| To do |
Count the lines in the records below that contain the string "shorts", matching case exactly, and reply with only that number.

| Information shown |
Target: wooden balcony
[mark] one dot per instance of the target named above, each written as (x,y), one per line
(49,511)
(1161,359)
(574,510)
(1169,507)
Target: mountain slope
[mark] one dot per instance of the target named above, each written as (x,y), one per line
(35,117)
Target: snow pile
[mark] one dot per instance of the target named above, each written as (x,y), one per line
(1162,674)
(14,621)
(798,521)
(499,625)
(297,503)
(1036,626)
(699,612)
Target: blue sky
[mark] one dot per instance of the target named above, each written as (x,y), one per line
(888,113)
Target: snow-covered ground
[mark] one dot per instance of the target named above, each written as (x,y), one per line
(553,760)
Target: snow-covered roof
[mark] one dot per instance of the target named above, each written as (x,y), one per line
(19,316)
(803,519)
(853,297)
* * *
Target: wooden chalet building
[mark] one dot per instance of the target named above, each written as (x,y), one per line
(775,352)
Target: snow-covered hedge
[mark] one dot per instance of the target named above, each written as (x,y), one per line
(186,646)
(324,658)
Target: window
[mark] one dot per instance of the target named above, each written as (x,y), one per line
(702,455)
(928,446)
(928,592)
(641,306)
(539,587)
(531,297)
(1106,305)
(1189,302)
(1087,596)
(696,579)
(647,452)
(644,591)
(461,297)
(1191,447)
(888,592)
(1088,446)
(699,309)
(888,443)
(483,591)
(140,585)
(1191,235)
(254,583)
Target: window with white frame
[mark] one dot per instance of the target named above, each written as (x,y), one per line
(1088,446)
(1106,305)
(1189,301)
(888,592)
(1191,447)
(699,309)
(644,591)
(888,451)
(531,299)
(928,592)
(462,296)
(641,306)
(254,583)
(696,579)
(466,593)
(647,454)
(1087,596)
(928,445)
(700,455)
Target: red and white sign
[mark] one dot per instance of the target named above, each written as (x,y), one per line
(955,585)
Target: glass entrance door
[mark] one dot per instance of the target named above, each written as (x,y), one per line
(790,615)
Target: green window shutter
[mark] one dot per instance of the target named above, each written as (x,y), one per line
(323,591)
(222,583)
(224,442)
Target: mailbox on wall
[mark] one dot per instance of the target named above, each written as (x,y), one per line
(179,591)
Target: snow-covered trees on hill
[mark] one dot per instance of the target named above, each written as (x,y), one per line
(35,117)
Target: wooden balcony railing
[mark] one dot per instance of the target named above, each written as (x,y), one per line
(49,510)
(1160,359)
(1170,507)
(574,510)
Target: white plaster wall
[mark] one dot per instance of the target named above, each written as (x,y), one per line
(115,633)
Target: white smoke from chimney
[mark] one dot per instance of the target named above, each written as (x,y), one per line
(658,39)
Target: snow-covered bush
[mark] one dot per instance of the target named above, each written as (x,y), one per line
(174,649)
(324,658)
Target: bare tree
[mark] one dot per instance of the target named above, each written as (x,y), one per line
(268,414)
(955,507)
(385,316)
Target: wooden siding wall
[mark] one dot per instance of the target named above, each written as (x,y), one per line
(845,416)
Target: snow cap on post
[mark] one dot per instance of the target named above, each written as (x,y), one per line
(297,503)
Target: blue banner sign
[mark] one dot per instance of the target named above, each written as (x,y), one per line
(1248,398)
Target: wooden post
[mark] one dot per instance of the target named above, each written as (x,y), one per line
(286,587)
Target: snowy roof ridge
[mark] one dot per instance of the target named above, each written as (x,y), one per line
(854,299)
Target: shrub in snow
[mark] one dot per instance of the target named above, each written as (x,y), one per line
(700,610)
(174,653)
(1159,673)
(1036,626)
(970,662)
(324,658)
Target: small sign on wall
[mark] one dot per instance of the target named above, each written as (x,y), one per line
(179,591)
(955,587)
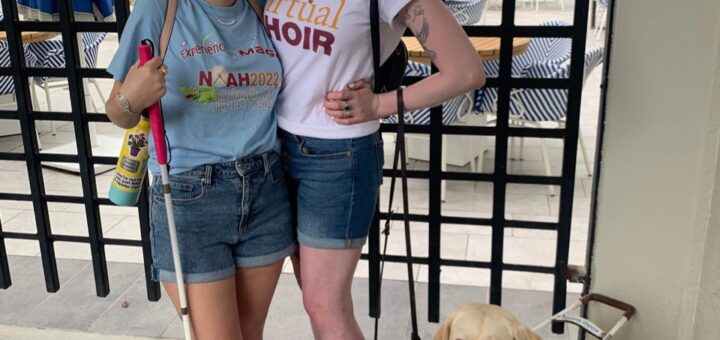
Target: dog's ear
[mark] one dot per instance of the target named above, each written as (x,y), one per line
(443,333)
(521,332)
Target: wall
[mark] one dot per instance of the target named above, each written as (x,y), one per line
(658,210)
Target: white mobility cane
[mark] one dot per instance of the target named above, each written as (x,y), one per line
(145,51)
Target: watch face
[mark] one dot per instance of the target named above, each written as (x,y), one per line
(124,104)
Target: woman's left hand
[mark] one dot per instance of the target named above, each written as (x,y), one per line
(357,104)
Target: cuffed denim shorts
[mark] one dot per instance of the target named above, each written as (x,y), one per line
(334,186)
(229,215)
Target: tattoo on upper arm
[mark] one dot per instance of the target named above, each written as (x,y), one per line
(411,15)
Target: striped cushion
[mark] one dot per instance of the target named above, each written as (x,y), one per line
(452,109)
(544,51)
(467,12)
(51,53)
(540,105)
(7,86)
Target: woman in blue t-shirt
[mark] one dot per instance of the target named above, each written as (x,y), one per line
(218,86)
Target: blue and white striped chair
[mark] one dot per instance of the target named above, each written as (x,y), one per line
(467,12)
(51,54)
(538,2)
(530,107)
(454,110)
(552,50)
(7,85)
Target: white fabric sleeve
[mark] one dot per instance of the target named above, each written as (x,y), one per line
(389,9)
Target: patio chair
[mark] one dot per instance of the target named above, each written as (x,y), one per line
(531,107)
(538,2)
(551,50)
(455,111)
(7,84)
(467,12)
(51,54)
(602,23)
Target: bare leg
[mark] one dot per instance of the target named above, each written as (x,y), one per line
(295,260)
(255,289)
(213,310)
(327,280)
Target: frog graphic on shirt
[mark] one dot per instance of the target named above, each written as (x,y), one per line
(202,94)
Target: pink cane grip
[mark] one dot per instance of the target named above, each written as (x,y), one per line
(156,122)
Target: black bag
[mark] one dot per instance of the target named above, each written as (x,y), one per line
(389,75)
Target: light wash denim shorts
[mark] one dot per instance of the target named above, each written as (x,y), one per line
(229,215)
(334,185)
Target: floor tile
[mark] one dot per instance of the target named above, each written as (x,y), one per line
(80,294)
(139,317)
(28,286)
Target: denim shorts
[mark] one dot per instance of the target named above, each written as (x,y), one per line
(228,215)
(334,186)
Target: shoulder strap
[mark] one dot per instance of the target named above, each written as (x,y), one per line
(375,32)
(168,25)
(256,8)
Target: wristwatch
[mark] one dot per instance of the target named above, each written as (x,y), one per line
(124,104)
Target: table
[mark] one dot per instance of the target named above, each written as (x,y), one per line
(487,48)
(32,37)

| Response |
3